▶ _INSTRUCTIONS FOR THE TASK_
Please write out every one of the rows below word for word, leaving none out.

▶ _PROVIDED DATA_
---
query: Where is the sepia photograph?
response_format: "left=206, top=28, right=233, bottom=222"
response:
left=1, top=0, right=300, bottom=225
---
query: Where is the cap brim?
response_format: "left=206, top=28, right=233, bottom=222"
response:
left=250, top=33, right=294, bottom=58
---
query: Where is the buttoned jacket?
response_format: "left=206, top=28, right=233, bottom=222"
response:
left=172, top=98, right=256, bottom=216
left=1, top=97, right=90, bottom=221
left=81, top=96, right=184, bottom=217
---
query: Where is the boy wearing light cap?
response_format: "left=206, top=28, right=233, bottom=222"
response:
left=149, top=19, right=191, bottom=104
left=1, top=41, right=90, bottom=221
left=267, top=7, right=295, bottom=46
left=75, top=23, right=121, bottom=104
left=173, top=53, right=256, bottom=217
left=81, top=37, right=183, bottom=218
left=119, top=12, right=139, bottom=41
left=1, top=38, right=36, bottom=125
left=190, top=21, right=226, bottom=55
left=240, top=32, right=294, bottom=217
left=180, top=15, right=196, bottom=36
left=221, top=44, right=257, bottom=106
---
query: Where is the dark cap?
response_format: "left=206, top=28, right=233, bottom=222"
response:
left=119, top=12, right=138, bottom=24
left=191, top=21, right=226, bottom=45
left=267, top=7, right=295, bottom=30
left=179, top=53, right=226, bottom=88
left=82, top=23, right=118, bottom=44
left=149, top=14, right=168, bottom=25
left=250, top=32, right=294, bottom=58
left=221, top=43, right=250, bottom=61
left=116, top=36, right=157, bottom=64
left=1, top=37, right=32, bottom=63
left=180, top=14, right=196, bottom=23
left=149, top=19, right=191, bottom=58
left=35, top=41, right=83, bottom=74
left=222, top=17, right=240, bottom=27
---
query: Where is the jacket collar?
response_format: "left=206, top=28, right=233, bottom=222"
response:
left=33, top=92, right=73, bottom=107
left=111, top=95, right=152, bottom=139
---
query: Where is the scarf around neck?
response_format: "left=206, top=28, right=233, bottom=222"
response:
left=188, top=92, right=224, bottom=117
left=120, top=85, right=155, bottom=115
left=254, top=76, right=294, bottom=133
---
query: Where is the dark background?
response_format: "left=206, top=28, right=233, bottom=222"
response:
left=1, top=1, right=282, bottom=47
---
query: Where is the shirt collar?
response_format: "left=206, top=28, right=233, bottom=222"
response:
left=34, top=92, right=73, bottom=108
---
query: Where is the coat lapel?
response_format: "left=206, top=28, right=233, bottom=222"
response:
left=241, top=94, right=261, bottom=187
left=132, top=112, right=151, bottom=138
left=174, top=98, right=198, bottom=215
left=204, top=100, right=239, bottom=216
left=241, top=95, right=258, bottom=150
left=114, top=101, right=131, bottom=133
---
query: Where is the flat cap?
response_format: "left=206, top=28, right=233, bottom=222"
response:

▶ _WORKED SOLUTION_
---
query: Where is the sepia photograph?
response_format: "left=206, top=28, right=233, bottom=222"
response:
left=1, top=0, right=300, bottom=225
---
query: Where is the cap brim?
response_format: "left=206, top=28, right=233, bottom=222"
response:
left=250, top=33, right=294, bottom=58
---
query: Where is the buttoned jacket?
response_format: "left=206, top=28, right=233, bottom=222"
response:
left=172, top=98, right=256, bottom=216
left=1, top=97, right=90, bottom=221
left=81, top=96, right=184, bottom=217
---
query: Where is the boy wearing light cap?
response_format: "left=206, top=28, right=233, bottom=222"
response:
left=149, top=19, right=191, bottom=104
left=1, top=41, right=90, bottom=221
left=267, top=7, right=295, bottom=46
left=75, top=23, right=121, bottom=104
left=173, top=53, right=256, bottom=217
left=81, top=37, right=183, bottom=218
left=119, top=12, right=139, bottom=41
left=1, top=38, right=36, bottom=125
left=190, top=21, right=226, bottom=55
left=240, top=32, right=294, bottom=217
left=180, top=15, right=196, bottom=36
left=221, top=44, right=257, bottom=106
---
query: Where is the dark cap?
response_format: "left=206, top=28, right=233, bottom=222"
response:
left=119, top=12, right=138, bottom=24
left=191, top=21, right=226, bottom=45
left=267, top=7, right=295, bottom=30
left=179, top=53, right=226, bottom=88
left=82, top=23, right=118, bottom=44
left=149, top=14, right=168, bottom=25
left=250, top=32, right=294, bottom=58
left=221, top=43, right=250, bottom=61
left=116, top=36, right=157, bottom=64
left=1, top=37, right=32, bottom=63
left=180, top=14, right=196, bottom=23
left=149, top=19, right=191, bottom=58
left=35, top=41, right=83, bottom=74
left=222, top=17, right=240, bottom=27
---
query: Where is the jacket collar?
response_format: "left=206, top=28, right=233, bottom=222"
response:
left=33, top=92, right=73, bottom=107
left=111, top=95, right=152, bottom=139
---
query: Where is the scarf around neck?
response_format: "left=206, top=28, right=233, bottom=222"
response:
left=188, top=92, right=224, bottom=117
left=120, top=85, right=155, bottom=115
left=254, top=76, right=294, bottom=133
---
query: Where is the dark background?
response_format: "left=206, top=28, right=233, bottom=222"
response:
left=1, top=1, right=282, bottom=47
---
query: Where is the shirt collar?
response_format: "left=206, top=28, right=233, bottom=222"
response:
left=34, top=92, right=73, bottom=108
---
query: Where is the coat lapel?
response_format: "left=206, top=28, right=233, bottom=222"
response:
left=241, top=94, right=261, bottom=187
left=132, top=112, right=151, bottom=138
left=174, top=98, right=198, bottom=215
left=204, top=100, right=239, bottom=216
left=241, top=95, right=258, bottom=150
left=114, top=101, right=131, bottom=133
---
query: Where is the flat cap?
response_format: "left=206, top=28, right=233, bottom=222"
response:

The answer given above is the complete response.